## Begin GIVEN ENTRIES

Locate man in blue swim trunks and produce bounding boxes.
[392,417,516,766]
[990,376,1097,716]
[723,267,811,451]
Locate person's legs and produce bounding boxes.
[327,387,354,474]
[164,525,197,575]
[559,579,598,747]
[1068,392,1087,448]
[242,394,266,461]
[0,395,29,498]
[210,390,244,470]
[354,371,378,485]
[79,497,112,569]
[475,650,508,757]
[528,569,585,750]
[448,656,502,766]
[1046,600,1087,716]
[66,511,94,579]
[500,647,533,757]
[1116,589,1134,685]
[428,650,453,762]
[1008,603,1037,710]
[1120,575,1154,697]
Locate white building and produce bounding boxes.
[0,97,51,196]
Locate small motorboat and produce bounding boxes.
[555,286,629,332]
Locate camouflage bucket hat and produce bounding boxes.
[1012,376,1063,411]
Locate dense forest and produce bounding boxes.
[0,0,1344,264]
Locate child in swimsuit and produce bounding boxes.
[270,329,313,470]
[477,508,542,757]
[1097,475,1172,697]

## End GIVEN ENTRIES

**YOUR GOAL**
Reproduce all of the material above, substituting "return" for "produce" wherever it occurs and leaving everything else as it is.

**SOLUTION**
Locate man in blue swim trunks and return bounding boxes.
[392,417,516,766]
[990,376,1097,716]
[723,267,811,451]
Locate person's legs and return bounding boxes.
[327,387,354,474]
[164,525,197,575]
[559,579,598,747]
[1068,392,1087,448]
[242,394,266,461]
[0,395,29,498]
[210,390,244,470]
[354,371,378,485]
[79,497,112,569]
[475,650,508,757]
[528,569,585,750]
[448,656,502,766]
[1046,600,1087,716]
[66,511,94,579]
[500,647,533,757]
[1116,589,1134,685]
[428,650,453,762]
[1008,603,1037,710]
[1120,575,1154,697]
Locate white building and return bounding boxes.
[0,97,51,196]
Locate small motorboat and return bounding boxes.
[555,286,629,332]
Locate camouflage bucket hat and return bounding boxes.
[1012,376,1063,411]
Locate dense forest and return bounding boxes.
[0,0,1344,264]
Locate child in swimsuit and return bounding boxes.
[270,329,313,470]
[477,508,542,757]
[1097,475,1172,697]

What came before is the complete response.